Ihre Aufgabe
Führen Sie den unten stehenden Textauszug über die Bewohnbarkeit erdähnlicher Exoplaneten weiter, beginnend direkt nach seinem letzten Satz.

Insgesamt heisst das, dass ein Planet, der komplexe, Sauerstoff-atmende Lebensformen ähnlich jenen der Erde hervorbringen will, nicht nur in der Lage sein muss, flüssiges Wasser zu beherbergen – er darf auch nicht zu viel CO2 bzw. CO in seiner Atmosphäre aufweisen. Gerade einige gegenwärtig als potentiell erdähnlich gehandelte Exoplaneten wie Proxima b und Trappist-1 e, f, und g dürften zu viel CO2 und CO in ihren Atmosphären aufweisen, als dass sie für Menschen bewohnbar wären. Der einzige „erdähnliche“ Exoplanet, der gegenwärtig als mögliche Heimat komplexer Lebensformen in Frage kommt, ist Gliese 667C c, ein Planet mit mindestens 3.7 Erdmassen und etwa dem 1.5-fachen Erddurchmesser, in einem System von drei (relativ hellen) Roten Zwergen.

Daten
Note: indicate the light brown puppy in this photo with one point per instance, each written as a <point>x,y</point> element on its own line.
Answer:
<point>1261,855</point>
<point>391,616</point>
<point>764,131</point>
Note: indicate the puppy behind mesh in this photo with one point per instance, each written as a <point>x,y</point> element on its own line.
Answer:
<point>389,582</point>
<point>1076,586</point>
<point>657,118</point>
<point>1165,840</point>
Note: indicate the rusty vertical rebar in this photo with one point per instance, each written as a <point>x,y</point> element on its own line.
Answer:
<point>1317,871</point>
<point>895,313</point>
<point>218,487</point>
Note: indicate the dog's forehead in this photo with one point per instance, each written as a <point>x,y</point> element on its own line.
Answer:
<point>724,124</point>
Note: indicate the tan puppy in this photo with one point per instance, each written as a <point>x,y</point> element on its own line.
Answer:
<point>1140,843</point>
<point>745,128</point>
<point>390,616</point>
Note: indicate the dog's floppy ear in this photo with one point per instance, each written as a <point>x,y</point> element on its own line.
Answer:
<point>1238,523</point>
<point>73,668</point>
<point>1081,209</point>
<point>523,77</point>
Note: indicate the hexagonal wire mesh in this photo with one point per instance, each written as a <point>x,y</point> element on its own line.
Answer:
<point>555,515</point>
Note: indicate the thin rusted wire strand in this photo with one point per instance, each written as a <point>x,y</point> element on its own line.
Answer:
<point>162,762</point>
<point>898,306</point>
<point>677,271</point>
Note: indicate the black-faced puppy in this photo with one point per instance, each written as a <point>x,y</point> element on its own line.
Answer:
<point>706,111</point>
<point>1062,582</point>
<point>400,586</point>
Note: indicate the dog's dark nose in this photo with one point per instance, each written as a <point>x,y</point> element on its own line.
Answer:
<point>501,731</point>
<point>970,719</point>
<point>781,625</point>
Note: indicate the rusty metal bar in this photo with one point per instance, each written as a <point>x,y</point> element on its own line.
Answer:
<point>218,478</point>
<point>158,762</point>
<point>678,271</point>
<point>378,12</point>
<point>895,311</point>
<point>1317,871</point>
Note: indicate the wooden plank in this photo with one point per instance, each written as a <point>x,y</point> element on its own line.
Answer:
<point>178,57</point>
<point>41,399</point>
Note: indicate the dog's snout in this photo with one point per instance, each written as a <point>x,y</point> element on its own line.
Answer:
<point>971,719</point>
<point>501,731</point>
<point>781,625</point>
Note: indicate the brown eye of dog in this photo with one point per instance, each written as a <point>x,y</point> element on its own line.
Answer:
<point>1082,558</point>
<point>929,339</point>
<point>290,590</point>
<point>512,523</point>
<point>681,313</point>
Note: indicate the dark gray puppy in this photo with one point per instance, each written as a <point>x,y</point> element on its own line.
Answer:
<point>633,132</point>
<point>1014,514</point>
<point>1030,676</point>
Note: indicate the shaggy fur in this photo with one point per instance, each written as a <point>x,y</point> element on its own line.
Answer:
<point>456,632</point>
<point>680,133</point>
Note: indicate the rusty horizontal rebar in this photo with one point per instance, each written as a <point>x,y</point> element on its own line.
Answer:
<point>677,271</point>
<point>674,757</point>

Ergebnis der Aufgabe
Nun könnte man argumentieren, dass Lebewesen auf anderen Planeten sich vielleicht evolutionär an diese veränderten Bedingungen anpassen könnten – eben kein Hämoglobin entwickeln, sondern ein anderes Molekül, das weniger empfindlich gegenüber CO ist. Oder aber, dass ganz auf Sauerstoff-Atmung verzichtet wird und andere Ansätze existieren, um einen komplexen mehrzelligen Organismus mit genügend Energie zu versorgen. Alles vielleicht denkbar, zumindest sind solche „ad hoc“ Vorschläge schwierig auszuschliessen – Fakt ist aber auch, der Spielraum der Möglichkeiten wird durch die oben entwickelte Überlegung eingeschränkt, was die Chancen auf komplexes Leben insgesamt wohl eher senkt. Rote Zwerge sind zudem sehr häufige Sterne – ihr Ausschluss hat also wichtige Konsequenzen für die totale Anzahl erdähnlicher Planeten in unserer Galaxie, der Milchstrasse.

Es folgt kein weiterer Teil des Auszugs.